» **Instructions for the task**:
From the listing below, reproduce word for word the part that opens with the line containing "the front door" and closes with the line containing "of the orange"; reproduce nothing else.

» **Data provided**:

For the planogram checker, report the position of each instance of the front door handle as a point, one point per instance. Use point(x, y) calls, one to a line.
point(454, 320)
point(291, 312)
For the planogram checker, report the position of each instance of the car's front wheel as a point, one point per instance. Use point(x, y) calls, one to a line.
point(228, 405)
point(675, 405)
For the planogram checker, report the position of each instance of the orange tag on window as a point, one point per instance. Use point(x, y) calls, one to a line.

---

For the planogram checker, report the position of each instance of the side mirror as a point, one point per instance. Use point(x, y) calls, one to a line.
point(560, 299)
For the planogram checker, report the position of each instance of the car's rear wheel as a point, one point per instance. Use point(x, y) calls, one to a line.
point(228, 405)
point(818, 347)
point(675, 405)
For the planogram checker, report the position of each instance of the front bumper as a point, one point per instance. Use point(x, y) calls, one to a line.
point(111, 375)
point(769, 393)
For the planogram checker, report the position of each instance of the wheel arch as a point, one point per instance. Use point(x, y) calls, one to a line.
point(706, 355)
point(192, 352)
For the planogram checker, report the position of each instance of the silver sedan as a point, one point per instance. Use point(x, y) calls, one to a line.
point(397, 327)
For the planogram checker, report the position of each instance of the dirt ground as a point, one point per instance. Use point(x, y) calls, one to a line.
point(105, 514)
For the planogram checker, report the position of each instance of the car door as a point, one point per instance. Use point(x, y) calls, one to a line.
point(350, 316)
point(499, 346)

» **Answer box**:
For the planogram checker, report the position of each instance of the front door handle as a point, one point per instance. Use point(x, y) calls, one to a line.
point(454, 320)
point(291, 312)
For the planogram checker, report the position of each instance of the car's front wheel as a point, one point per instance. Use point(x, y) calls, one to a line.
point(228, 405)
point(675, 405)
For the planogram checker, report the position of each instance of the orange tag on window as a point, one point per instance. Use point(x, y) calls, one to a line.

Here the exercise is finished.